DOCUMENT EXCERPT:
++++++

The black room started in 2005, upon a suggestion by the “reputable media figure” to gather once per month for meditation, thinking and brainstorming. In those meetings, they used to discuss weaknesses and strengths of passing the presidency to Gamal and plan how to kill facts and rumors, which might negatively affect Gamal’s opportunities.
Immediately before the beginning of 2007, the tasks of the group had changed completely in terms of their nature, scope and target. Subsequently, the black room had to meet once per week and sometimes on a daily basis, even if Gamal himself was not available. The most serious change here is the change of the nature of the assigned tasks of the group. One of those tasks, for instance, was identifying the articles of the Constitution to be amended and properly tailored to fit into their plans. By the end of 2006, President Mubarak submitted a request to Parliament to approve the suggested amendments on 34 articles of the constitution.
The black room was primarily concerned with amending article 76 in a way that limits the selection of the candidate from the National Democratic Party to the members of the General Secretariat who have served for at least one year. The main purpose of this amendment was avoiding expected pressures by newly added members in case of the absence of the president.
Another constitutional article perfectly amended by the black room was article 84, which regulates the rules of the transitional period after the unexpected vacancy of the presidency. The amended article 84 prohibits the temporary president from passing amendments to the constitution during the transitional period. Certainly, this is meant to enhance the restrictions imposed by the amended article 76. The amendments of those two particular articles are meant to ensure making Gamal Mubarak the one and only candidate of the National Democratic Party and limit the opportunities of his rivals from outside NDP.

++++++

EXTRACTED DATA:
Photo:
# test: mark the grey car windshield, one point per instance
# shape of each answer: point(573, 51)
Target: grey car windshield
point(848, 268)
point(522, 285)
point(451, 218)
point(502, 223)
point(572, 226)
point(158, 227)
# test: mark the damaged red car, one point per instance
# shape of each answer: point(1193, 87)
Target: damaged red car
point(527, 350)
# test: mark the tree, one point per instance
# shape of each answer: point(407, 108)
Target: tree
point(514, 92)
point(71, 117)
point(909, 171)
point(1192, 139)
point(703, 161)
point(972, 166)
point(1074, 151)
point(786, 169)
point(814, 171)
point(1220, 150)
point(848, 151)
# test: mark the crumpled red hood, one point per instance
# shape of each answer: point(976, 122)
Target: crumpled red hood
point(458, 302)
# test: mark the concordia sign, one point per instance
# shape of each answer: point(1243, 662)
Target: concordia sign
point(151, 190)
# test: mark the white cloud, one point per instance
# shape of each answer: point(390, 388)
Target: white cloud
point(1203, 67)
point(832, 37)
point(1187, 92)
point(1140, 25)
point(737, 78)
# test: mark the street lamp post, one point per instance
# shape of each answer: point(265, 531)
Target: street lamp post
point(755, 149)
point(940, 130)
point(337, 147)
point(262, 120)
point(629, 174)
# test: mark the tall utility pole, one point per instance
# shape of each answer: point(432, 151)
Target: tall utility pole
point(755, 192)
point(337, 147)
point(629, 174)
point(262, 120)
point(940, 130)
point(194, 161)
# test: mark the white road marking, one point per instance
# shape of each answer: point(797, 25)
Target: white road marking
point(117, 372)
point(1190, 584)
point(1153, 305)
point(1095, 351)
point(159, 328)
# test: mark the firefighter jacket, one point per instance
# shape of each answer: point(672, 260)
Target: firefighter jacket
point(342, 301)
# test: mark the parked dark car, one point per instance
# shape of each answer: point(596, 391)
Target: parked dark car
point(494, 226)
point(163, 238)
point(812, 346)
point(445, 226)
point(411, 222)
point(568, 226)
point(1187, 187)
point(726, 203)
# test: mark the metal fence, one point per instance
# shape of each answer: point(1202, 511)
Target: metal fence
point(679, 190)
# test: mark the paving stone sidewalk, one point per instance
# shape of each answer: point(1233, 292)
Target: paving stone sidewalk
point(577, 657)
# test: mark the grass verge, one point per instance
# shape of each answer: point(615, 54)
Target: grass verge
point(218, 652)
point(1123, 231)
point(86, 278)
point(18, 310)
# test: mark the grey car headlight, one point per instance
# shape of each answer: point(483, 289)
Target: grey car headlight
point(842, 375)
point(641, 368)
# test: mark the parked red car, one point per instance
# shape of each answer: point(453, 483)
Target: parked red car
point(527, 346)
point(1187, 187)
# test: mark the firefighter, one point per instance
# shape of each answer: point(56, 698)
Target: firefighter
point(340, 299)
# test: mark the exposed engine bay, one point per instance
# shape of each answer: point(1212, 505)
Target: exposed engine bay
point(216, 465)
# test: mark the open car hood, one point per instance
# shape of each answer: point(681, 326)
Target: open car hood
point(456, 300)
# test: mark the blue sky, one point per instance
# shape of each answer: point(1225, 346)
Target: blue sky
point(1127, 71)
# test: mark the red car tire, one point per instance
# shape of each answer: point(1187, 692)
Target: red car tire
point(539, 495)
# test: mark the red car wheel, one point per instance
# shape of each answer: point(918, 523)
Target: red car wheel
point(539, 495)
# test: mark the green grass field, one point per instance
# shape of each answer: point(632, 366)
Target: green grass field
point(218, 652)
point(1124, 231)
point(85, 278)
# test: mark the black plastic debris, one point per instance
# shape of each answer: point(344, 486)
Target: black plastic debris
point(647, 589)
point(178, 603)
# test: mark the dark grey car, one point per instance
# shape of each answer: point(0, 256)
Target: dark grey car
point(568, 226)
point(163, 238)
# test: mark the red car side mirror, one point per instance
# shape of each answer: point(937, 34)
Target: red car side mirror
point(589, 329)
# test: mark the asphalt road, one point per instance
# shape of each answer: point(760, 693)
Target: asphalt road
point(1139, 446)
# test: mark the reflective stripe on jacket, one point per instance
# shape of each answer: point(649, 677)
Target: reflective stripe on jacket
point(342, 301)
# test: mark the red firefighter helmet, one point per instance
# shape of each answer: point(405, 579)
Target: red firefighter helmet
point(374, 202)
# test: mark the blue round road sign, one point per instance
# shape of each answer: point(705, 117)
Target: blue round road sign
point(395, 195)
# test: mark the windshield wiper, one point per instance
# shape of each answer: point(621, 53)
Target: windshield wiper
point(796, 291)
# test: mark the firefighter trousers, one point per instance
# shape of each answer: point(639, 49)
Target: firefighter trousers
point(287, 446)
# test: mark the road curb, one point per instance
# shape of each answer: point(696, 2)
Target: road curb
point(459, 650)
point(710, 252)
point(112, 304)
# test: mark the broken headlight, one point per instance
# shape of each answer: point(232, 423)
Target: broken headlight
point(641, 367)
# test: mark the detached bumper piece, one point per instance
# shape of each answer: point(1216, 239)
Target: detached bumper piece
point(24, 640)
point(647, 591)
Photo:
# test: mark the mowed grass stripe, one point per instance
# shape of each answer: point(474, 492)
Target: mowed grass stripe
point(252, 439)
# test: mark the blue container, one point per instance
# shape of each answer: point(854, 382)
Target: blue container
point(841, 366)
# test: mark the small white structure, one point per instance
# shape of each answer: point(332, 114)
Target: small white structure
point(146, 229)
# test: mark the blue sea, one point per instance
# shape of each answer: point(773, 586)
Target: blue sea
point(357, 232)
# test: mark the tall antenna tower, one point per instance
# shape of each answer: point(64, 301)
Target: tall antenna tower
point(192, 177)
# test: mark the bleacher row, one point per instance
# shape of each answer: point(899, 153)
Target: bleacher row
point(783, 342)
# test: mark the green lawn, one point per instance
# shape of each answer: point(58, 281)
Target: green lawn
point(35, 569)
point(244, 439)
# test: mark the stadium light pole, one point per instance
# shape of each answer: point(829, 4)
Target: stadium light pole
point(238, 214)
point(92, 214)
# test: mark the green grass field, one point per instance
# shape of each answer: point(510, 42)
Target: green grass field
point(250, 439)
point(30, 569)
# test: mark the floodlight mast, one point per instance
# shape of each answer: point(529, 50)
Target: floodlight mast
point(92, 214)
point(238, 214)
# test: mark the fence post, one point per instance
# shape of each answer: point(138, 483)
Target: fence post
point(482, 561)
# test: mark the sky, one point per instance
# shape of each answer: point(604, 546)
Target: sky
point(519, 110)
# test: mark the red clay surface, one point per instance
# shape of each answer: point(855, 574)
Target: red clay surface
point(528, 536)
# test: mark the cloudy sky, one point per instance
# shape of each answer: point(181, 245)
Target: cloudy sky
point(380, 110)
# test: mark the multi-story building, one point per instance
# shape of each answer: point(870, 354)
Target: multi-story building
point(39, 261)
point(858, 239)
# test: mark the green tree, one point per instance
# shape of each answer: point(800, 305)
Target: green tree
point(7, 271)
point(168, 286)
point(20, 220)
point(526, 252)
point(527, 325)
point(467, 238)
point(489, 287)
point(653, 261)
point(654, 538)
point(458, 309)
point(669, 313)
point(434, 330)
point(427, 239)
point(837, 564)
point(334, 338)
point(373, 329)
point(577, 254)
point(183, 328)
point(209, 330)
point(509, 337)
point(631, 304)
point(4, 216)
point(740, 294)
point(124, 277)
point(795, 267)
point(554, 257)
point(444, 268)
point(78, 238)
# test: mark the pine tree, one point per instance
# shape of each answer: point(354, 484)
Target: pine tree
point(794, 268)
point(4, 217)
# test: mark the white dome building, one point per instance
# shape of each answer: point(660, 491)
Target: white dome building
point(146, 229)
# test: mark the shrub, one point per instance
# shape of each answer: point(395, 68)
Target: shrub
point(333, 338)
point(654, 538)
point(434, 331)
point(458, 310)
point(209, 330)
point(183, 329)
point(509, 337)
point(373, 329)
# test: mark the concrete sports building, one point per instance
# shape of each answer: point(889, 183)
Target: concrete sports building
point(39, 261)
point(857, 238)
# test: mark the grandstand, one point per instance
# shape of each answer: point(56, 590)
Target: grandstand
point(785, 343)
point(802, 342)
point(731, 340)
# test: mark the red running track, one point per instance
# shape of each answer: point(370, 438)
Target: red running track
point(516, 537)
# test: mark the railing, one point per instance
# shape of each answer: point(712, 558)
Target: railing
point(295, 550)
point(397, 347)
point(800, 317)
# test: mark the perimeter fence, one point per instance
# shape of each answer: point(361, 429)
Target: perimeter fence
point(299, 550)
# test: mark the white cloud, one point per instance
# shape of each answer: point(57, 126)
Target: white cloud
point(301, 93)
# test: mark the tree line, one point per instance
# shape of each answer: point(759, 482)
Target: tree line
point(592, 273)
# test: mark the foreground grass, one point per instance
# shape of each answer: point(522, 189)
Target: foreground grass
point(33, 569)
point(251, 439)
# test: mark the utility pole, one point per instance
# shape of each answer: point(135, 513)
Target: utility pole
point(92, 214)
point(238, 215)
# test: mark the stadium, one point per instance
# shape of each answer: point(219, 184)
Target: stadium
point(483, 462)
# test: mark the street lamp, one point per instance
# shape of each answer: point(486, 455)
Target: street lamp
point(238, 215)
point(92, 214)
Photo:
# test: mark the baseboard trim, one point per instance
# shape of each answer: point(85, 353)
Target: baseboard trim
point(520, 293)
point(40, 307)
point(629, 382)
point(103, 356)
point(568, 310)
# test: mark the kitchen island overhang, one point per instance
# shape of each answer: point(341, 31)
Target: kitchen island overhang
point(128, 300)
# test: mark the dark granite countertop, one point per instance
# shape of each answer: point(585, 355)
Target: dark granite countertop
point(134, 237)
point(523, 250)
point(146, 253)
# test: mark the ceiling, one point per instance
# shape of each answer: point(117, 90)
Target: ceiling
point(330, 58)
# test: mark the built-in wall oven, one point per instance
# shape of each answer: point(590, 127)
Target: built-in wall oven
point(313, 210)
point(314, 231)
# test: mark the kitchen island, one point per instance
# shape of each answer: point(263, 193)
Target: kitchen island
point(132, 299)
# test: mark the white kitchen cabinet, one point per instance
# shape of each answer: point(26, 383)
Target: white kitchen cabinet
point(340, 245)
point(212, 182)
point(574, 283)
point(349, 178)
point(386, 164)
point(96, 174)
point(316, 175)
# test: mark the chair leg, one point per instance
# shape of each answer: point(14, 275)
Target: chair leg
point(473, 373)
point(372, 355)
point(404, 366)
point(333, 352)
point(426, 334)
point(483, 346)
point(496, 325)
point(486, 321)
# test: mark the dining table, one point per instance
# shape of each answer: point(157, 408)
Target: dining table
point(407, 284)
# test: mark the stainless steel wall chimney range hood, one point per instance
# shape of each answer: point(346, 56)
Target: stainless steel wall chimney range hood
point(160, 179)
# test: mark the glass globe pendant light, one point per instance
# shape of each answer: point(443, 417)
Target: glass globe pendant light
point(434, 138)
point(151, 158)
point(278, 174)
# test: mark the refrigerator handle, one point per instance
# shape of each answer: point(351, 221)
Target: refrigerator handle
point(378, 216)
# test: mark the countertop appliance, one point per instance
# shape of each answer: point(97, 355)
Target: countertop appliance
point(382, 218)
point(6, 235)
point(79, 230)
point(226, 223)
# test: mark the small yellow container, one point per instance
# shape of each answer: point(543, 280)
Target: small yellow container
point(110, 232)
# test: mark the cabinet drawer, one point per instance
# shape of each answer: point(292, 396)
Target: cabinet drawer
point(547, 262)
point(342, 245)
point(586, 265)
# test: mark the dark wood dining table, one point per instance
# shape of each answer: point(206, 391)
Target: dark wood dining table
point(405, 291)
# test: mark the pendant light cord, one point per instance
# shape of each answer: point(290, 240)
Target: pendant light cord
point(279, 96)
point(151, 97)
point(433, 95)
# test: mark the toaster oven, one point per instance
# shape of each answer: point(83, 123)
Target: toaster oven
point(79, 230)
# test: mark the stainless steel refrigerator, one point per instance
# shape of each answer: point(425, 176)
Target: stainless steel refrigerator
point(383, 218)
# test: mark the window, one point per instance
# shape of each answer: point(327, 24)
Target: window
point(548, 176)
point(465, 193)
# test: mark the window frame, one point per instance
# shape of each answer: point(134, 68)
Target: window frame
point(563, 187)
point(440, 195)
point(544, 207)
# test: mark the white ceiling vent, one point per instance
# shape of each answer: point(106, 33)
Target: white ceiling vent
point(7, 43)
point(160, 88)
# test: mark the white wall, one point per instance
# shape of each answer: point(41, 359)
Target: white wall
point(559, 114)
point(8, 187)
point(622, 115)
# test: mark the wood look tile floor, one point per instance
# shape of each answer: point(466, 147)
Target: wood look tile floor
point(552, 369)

++++++

DIRECTIONS FOR THIS TASK: Write out the black room text word for word, starting at the words "The black room started" and ending after "affect Gamal’s opportunities.".

WRITTEN ANSWER:
The black room started in 2005, upon a suggestion by the “reputable media figure” to gather once per month for meditation, thinking and brainstorming. In those meetings, they used to discuss weaknesses and strengths of passing the presidency to Gamal and plan how to kill facts and rumors, which might negatively affect Gamal’s opportunities.